- [Excerpt to read]
=====

# Snowmobile for ski access?



## Dave Frank

I know enough about sleds to know that one will do ok on trails, but not go up anything steep or through any real powder. Look for 7-800 to be able to go off piste. Also look for longer track and deeper paddles.

Oh yeah, if you get one you will no longer be able to call yourself a conservationist.


----------



## tacocat

go bigger


----------



## crane

as it was explained to me by a "sled head" today.
long track good for climbing
short track good for jumps
wide track stable for climbs and straight aways
narrow track for lots o turns
engine size based on rider weight and towing capacity
600 is fine for 1 rider at 175# in the BC
bigger if you are towing skiers/ boarders

hope that helps


----------



## ZGjethro

I have owned an Arctic cat 580 and presently a Polaris RMK 800, both of which are one person powder sleds. If you are looking for a sled to tow skiers up roads, a touring or work sled would probably work better due to lower gearing (less belt wear). they sink like an anchor in Colorado sugar snow though. If you are looking for a sled to tow off packed surfaces, you will need a powder sled with deep paddles and a long track (144 or longer). 700 triple or 800 double as minimum. Are you looking for a sled for touring access or yo-yo skiing?

=====

- [Request 1] Condense the paragraph in the snowmobile thread that begins "I have owned an Arctic cat 580" into a short bulleted list, keeping its main facts.
- [Request 2] Repeat word for word the part of the snowmobile thread from "hope that helps" to "or yo-yo skiing?", including both of those phrases.

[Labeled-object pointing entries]
=====

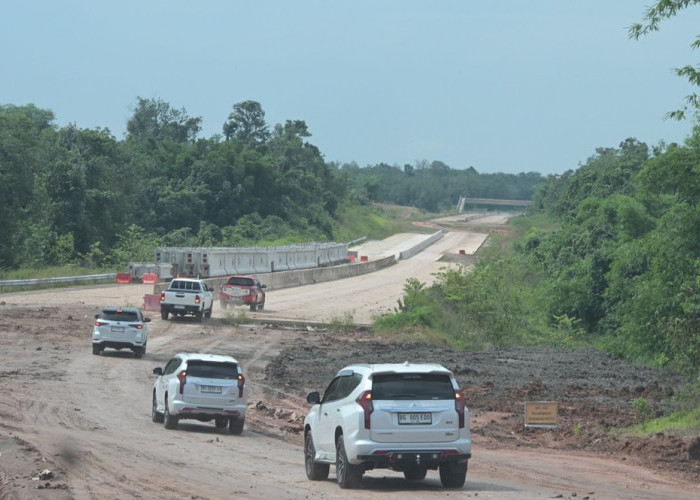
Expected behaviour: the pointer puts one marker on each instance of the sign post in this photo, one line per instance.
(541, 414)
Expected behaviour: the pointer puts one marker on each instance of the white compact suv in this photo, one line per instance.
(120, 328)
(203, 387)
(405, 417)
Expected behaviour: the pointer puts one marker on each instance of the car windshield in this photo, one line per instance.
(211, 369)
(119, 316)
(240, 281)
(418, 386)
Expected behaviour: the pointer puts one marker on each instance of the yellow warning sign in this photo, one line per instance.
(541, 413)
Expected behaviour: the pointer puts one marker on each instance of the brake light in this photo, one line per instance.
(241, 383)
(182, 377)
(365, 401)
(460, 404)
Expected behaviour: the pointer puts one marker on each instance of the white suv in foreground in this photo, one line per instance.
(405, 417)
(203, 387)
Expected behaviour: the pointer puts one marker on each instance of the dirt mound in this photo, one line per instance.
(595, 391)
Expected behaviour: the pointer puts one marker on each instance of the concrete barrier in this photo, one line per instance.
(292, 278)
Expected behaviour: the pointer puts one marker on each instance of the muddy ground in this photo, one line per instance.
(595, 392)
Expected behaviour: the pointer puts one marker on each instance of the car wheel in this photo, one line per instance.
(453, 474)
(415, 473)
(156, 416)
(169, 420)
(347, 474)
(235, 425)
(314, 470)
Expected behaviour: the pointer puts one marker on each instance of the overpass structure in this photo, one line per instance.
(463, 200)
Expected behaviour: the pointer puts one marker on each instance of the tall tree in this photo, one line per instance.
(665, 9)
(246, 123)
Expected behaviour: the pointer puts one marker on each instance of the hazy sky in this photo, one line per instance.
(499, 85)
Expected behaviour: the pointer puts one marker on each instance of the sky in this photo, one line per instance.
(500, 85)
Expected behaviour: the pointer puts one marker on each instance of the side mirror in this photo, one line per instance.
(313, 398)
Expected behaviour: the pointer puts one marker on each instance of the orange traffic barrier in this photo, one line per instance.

=====

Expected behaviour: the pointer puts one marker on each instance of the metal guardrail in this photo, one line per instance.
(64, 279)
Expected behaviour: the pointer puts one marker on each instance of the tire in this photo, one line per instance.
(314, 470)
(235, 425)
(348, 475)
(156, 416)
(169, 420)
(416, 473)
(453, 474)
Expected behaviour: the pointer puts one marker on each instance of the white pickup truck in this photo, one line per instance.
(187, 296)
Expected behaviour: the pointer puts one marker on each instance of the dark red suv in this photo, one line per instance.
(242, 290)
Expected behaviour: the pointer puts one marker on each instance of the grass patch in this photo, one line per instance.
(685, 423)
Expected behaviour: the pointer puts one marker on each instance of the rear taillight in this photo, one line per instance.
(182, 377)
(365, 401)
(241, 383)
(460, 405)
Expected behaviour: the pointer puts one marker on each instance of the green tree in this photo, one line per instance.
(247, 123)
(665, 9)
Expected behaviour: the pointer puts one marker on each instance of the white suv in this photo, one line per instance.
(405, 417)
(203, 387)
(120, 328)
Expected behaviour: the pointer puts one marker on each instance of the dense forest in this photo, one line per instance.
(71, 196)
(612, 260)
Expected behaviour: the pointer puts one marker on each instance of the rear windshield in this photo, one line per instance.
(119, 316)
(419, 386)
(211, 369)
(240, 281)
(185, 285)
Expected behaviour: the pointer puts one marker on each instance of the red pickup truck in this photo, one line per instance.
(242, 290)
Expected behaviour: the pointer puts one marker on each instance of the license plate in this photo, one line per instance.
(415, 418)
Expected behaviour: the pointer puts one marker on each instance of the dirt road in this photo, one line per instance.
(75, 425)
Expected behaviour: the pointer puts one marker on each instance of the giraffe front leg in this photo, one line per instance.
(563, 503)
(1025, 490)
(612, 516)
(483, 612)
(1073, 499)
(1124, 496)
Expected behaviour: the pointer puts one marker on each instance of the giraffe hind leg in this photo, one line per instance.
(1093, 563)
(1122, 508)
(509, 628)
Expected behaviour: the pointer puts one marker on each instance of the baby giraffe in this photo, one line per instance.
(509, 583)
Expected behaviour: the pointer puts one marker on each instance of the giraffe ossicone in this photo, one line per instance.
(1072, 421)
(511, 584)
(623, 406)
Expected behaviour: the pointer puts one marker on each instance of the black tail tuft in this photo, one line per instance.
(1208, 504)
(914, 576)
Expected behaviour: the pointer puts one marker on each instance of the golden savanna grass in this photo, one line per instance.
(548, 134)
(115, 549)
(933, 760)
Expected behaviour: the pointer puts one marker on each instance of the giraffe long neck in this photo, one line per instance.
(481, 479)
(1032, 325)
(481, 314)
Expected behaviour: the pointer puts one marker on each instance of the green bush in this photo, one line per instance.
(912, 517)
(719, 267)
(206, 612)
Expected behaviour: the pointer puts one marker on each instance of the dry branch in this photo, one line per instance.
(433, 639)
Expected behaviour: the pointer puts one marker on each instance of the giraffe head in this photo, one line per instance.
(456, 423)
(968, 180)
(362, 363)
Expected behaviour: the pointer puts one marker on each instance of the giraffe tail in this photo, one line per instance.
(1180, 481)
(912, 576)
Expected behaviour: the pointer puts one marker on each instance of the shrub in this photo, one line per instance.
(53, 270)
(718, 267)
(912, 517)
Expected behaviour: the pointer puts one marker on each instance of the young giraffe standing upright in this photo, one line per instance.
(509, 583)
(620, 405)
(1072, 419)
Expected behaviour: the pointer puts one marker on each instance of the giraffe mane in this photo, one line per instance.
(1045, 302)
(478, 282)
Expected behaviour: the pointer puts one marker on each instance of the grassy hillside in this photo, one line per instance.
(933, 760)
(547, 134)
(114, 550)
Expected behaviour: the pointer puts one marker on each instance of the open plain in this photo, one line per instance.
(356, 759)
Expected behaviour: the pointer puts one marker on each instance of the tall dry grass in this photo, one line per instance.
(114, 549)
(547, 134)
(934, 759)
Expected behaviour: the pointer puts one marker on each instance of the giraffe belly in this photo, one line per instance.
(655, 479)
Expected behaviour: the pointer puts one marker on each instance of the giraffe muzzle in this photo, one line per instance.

=====

- [Written reply 1]
- The poster has owned an Arctic Cat 580 and now owns a Polaris RMK 800, both one-person powder sleds.
- For towing skiers up roads, a touring or work sled would probably work better, since its lower gearing means less belt wear.
- Touring and work sleds sink like an anchor in Colorado sugar snow.
- For towing off packed surfaces, a powder sled with deep paddles and a long track (144 or longer) is needed.
- The minimum engine is a 700 triple or an 800 double.
- The poster asks whether the sled is for touring access or yo-yo skiing.

- [Written reply 2]
hope that helps


----------



## ZGjethro

I have owned an Arctic cat 580 and presently a Polaris RMK 800, both of which are one person powder sleds. If you are looking for a sled to tow skiers up roads, a touring or work sled would probably work better due to lower gearing (less belt wear). they sink like an anchor in Colorado sugar snow though. If you are looking for a sled to tow off packed surfaces, you will need a powder sled with deep paddles and a long track (144 or longer). 700 triple or 800 double as minimum. Are you looking for a sled for touring access or yo-yo skiing?